ASSIGNMENT — Work through the records below and copy every line that includes "shirt".

Items from a data source —
-- -- --
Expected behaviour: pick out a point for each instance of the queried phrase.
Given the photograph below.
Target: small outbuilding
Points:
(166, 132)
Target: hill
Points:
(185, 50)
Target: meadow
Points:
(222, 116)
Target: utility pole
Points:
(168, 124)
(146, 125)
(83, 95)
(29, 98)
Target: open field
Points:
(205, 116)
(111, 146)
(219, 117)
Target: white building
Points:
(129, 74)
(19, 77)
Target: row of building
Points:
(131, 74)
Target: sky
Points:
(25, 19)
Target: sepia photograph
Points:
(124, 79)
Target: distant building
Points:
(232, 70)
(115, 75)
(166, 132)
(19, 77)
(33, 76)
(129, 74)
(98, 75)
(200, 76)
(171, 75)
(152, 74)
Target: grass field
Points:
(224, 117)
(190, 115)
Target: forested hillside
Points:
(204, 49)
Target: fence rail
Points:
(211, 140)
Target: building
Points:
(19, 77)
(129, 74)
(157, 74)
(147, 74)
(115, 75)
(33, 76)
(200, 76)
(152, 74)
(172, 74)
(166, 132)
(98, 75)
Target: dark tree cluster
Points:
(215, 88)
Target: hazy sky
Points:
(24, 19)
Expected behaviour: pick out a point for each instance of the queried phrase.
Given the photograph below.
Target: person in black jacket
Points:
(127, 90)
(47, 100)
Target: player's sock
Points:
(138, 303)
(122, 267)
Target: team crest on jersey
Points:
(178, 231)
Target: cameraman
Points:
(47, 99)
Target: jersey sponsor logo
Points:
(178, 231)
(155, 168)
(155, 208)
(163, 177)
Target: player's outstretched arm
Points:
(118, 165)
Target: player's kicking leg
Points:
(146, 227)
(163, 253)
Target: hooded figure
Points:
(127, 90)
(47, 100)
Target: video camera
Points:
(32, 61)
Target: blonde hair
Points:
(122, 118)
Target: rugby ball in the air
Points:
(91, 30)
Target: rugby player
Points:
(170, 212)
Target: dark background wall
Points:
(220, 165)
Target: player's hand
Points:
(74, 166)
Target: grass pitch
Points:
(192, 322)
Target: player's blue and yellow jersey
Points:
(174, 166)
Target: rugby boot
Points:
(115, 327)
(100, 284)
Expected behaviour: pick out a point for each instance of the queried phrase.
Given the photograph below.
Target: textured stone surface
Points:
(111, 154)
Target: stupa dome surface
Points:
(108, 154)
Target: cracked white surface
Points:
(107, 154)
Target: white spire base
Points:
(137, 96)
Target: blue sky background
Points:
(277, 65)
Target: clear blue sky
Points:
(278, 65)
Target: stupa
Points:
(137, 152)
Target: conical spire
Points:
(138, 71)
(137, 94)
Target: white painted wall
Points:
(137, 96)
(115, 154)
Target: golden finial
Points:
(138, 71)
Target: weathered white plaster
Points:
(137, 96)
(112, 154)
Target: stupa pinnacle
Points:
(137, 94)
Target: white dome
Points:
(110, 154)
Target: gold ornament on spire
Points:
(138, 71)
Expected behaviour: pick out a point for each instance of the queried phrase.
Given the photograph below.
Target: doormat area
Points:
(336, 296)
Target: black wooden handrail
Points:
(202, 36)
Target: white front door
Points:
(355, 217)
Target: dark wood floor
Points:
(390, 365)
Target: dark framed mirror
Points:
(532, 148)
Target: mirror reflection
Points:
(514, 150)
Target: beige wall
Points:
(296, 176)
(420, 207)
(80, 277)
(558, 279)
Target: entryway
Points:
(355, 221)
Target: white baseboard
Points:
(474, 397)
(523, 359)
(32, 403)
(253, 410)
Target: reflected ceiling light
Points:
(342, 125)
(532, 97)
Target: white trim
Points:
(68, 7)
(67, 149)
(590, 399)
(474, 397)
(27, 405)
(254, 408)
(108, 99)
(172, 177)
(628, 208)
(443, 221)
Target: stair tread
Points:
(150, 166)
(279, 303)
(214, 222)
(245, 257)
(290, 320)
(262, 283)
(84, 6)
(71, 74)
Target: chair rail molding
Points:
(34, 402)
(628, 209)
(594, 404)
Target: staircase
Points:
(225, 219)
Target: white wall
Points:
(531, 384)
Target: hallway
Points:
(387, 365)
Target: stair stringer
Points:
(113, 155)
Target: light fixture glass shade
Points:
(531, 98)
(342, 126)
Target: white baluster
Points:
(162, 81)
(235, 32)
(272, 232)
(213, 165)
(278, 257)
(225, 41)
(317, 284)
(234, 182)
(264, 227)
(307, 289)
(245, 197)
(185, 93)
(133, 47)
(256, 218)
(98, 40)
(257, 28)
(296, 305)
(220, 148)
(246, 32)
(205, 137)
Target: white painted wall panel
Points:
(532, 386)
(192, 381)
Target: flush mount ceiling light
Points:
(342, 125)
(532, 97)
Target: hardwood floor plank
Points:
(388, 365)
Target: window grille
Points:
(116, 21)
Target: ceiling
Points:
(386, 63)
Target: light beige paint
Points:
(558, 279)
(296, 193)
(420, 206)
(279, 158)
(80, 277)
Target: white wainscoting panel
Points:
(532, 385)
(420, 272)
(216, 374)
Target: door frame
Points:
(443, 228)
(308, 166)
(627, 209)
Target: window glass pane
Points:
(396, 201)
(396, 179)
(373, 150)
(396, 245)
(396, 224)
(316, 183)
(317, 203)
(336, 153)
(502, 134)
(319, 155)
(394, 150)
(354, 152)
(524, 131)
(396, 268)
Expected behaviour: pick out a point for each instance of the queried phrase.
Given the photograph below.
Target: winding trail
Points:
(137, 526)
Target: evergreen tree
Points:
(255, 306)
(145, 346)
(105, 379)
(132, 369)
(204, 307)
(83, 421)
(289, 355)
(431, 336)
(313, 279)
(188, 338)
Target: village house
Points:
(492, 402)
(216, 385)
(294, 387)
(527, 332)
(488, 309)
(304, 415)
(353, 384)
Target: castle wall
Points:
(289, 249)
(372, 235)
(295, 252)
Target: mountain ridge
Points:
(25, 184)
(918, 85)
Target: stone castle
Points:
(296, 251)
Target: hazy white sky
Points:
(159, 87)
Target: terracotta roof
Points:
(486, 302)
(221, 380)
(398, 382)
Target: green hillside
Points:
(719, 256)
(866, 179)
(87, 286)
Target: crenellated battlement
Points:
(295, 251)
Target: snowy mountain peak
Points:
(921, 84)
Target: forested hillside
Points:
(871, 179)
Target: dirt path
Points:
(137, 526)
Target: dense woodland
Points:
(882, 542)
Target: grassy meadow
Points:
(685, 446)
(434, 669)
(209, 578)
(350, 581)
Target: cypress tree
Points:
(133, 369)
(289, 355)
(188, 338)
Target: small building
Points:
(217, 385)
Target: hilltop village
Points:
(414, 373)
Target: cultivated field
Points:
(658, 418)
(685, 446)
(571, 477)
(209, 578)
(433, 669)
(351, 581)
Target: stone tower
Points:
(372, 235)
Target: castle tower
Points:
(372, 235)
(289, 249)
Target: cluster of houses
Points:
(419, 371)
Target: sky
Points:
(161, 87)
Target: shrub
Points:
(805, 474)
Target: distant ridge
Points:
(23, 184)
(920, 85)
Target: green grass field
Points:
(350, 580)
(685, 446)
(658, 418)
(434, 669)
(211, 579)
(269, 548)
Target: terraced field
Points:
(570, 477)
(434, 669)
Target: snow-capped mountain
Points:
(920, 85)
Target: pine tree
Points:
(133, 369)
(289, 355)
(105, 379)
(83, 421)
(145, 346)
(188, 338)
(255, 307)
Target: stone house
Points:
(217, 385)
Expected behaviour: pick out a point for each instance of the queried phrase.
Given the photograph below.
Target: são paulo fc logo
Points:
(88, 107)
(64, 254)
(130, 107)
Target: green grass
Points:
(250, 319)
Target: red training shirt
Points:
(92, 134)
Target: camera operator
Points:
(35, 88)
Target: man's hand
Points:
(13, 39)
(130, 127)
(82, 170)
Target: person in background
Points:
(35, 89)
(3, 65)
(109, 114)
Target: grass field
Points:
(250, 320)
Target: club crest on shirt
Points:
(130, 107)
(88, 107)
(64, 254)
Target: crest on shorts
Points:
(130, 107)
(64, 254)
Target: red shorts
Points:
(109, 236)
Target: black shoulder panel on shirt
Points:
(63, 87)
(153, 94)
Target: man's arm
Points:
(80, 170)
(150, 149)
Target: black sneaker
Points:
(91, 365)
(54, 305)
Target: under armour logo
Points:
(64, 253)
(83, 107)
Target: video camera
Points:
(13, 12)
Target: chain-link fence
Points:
-- -- --
EXERCISE RESPONSE —
Target: red training shirt
Target: club crest on shirt
Target: black shoulder panel on shirt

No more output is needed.